• TEXTE FOURNI
##############################
Loren Chuse "Mujer y flamenco"

Signatura Ediciones Seville 2007

dimanche 30 décembre 2007 par Maguy Naïmi

Décidément les clichés ont la vie dure ! L’ouvrage de Loren Chuse, "Mujer y flamenco" ( il s’agit de la thèse de doctorat revue et corrigée de ce professeur , ethnomusicologue de l’Université de Los Angeles, publiée par Signatura Ediciones), nous présente une réflexion sur la place de la femme dans le Flamenco. Mais, alors que tout son ouvrage nous décrit avec beaucoup de talent la femme "chanteuse", que nous présente l’éditeur sur sa couverture ? : les jambes fort aguicheuses d’ une danseuse !! Si l’ on ajoute à cela les nombreuses fautes échappées à la correction qui émaillent certains chapitres, cela ne prédispose pas le lecteur avisé à considérer avec indulgence le travail de cet éditeur. Cette attitude s’ avère de plus contre productive, car le client abusé par la couverture pense avoir en main un livre sur la danse ; et ceux qui, comme moi, s’intéressent davantage au chant, risque de "passer à côté" de cette recherche digne d’intérêt.
##############################
• DONNÉES FOURNIES
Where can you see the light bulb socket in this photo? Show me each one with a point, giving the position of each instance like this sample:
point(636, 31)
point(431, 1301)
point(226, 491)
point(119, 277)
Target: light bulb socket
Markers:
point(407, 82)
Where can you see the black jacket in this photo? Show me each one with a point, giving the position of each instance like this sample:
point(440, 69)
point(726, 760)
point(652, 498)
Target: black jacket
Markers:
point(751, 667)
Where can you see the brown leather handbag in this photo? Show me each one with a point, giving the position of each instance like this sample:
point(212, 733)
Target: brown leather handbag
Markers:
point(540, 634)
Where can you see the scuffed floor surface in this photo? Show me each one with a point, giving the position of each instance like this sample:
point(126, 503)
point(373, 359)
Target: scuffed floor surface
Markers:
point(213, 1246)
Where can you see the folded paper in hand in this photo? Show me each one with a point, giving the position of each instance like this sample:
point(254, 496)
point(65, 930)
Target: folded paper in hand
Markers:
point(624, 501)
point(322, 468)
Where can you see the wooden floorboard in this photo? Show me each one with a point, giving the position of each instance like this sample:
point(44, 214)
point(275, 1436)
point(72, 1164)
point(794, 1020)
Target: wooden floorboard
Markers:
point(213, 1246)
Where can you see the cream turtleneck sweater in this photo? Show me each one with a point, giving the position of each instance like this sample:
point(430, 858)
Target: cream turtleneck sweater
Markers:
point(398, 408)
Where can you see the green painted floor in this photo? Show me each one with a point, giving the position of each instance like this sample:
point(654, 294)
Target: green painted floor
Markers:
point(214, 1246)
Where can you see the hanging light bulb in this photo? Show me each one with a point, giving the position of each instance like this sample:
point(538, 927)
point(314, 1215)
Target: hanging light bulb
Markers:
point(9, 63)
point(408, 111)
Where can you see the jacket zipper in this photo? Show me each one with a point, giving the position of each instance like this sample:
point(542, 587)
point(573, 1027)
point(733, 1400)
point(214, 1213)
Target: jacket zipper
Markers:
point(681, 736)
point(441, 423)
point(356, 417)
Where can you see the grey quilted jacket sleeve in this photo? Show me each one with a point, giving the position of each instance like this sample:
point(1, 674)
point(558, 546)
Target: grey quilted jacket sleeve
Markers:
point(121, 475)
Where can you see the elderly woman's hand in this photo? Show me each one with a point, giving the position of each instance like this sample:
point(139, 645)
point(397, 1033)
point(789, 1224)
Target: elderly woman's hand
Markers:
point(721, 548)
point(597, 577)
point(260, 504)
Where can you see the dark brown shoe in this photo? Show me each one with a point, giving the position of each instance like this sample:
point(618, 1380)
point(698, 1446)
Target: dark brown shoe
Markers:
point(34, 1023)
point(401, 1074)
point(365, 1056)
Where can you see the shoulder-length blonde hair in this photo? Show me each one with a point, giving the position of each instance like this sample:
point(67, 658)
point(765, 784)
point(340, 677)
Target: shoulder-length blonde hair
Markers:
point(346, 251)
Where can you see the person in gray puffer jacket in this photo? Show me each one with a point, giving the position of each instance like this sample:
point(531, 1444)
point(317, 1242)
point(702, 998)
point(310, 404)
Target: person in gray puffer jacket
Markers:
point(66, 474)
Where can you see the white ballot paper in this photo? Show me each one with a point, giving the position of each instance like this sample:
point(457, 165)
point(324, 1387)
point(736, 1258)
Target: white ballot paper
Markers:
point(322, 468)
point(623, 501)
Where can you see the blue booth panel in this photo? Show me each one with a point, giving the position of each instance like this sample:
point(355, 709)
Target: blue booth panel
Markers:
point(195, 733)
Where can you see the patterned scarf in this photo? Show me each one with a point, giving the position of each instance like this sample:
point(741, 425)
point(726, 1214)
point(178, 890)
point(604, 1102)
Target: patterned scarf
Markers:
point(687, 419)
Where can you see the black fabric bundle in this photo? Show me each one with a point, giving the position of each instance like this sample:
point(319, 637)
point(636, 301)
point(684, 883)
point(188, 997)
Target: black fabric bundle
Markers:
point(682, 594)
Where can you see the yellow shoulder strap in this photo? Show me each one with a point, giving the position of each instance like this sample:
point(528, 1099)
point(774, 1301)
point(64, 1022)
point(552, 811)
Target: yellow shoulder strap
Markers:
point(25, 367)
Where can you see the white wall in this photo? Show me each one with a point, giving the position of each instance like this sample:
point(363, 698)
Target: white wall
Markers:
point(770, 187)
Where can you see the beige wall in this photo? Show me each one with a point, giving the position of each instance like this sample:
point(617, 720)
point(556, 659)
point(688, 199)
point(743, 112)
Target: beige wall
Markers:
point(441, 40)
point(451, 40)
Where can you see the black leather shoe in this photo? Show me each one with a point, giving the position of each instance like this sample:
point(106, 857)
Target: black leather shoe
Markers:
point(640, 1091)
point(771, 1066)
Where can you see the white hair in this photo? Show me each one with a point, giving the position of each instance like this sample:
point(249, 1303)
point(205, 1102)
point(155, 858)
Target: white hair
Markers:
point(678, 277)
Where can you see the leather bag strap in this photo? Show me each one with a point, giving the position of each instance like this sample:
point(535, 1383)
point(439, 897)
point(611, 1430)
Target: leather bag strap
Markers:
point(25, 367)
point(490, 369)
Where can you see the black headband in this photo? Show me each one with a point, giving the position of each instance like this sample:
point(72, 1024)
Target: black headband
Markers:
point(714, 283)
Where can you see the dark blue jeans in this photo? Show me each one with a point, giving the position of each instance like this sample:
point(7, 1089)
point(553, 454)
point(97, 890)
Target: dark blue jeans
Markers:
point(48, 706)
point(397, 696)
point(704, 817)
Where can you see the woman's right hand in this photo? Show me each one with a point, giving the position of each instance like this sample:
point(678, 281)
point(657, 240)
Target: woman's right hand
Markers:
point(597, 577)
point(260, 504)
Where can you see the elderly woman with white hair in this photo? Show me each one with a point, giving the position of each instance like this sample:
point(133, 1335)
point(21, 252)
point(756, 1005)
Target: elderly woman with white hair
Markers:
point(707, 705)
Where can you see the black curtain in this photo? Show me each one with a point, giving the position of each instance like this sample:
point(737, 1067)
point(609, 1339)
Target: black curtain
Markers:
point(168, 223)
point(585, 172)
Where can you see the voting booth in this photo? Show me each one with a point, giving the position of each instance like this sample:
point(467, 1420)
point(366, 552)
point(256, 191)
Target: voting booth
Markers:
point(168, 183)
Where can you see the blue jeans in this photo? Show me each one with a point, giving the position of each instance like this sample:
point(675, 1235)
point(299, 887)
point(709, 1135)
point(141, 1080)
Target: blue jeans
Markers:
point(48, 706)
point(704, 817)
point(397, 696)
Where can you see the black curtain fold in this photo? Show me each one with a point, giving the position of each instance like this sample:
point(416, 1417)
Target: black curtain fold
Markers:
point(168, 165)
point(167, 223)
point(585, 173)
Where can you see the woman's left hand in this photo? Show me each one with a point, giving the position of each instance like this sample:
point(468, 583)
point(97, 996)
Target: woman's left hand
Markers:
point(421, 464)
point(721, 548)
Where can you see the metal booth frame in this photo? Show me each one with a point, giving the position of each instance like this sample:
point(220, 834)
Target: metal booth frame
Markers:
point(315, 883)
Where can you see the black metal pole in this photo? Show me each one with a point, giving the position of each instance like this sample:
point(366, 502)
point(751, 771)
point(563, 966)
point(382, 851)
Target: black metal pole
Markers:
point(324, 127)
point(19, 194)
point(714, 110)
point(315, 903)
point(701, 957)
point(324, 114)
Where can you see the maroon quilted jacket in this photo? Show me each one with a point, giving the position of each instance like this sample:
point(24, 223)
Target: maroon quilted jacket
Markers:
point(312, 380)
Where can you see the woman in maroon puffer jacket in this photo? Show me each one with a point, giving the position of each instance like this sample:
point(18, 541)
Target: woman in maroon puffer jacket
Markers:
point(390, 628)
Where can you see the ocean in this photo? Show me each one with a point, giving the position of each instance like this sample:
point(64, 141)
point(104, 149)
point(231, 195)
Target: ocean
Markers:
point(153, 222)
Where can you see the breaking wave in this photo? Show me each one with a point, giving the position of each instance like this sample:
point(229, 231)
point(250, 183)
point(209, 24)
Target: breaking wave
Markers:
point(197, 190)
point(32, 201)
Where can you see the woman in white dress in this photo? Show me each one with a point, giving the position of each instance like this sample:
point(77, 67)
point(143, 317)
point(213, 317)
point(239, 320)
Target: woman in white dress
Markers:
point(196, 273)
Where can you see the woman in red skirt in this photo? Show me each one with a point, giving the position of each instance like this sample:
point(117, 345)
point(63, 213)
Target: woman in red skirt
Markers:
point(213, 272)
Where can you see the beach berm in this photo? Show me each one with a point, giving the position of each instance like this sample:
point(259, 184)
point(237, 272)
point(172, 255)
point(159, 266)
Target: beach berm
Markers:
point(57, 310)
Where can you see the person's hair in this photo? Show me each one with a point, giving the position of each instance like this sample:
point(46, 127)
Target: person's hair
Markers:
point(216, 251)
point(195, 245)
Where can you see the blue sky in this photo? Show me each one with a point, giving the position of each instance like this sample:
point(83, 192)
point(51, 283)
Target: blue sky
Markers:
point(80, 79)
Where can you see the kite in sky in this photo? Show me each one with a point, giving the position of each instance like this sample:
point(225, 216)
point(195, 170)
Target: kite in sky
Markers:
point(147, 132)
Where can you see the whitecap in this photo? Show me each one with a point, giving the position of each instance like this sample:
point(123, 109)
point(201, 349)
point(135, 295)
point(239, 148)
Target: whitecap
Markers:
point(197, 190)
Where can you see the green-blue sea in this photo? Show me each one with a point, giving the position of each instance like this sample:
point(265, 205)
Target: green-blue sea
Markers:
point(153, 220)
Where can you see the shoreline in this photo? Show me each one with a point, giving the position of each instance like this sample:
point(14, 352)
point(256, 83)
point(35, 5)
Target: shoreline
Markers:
##############################
• TÂCHES
(A) Répondez aux trois questions suivantes à partir de la critique de « Mujer y flamenco », en marquant vos réponses de la même façon :
(i) De quelle université vient l’auteur de l’ouvrage ?
(ii) Que montre la couverture choisie par l’éditeur ?
(iii) Quelle maison d’édition a publié le livre ?
(B) Résumez en deux phrases la critique de « Mujer y flamenco ».
(C) Rédigez la suite de la critique de « Mujer y flamenco » à partir de sa dernière phrase.

• RÉPONSES
(A)
(i) De l’Université de Los Angeles.
(ii) Les jambes fort aguicheuses d’une danseuse.
(iii) Signatura Ediciones.

(B) L’ouvrage « Mujer y flamenco » de Loren Chuse est la thèse de doctorat revue et corrigée d’un professeur et ethnomusicologue de l’Université de Los Angeles, qui réfléchit à la place de la femme dans le flamenco et décrit avec talent la femme chanteuse. La critique reproche pourtant à l’éditeur une couverture montrant les jambes d’une danseuse et de nombreuses fautes non corrigées, ce qui risque de détourner de ce livre les lecteurs qui s’intéressent davantage au chant.

(C)
Je ne saurais dire si ce livre a été traduit en français, mais beaucoup de nos lecteurs internautes auront à coeur de le lire en espagnol ou en anglais.
Cet ouvrage s’adresse aussi bien à ceux qui connaissent peu le sujet qu’à ceux qui connaissent fort bien le "cante" et en particulier le "cante" féminin.

Les premiers chapitres évoquent les chanteuses du XIXème et du XXème siècles, et font un rappel de la situation politique et sociale de l’Espagne d’alors. Loren Chuse nous présente des chanteuses telles que "La Andonda", dont elle cite des "letras" savoureuses :

"La Andonda le dijo al Fillo

Anda y vete, pollo ronco

a cantarle a los chiquillos"

ou encore "La Peñaranda" dont Enrique Morente et Carmen Linares ont rendu populaire la "letra" :

"Yo no tengo quien me quiera

ni quien se acuerde de mí

El que desgraciaito nace

no merece ni el vivir."

Certaines ont inspiré le grand poète Federico García Lorca, qui écrivit en l’honneur de " La Parrala" :

"Lámparas de cristal

y espejos verdes.

Sobre el tablao oscuro

La Parrala sostiene

una conversación con la muerte."

Le troisième chapitre présente des chanteuses d’aujourd’hui:Carmen Linares, Tina Pavón, Lole Montoya, Esperanza Fernández, Tomasa la Macanita, Elu de Jerez et Macarena de Jerez.

L’auteur sait s’effacer pour les laisser parler. La batterie de questions de Loren Chuse a pour but de les laisser s’expliquer, se dévoiler ; le ton est juste et naturel. Certaines questions ayant trait à leur carrière et à la difficulté pour elles de s’imposer, de concilier la vie familiale et professionnelle, appellent des réponses nuancées ; d’autres essayent de leur faire définir leur art . Est-il différent de celui des hommes ? Chante-t-on de la même manière selon que l’on est une femme ou un homme ?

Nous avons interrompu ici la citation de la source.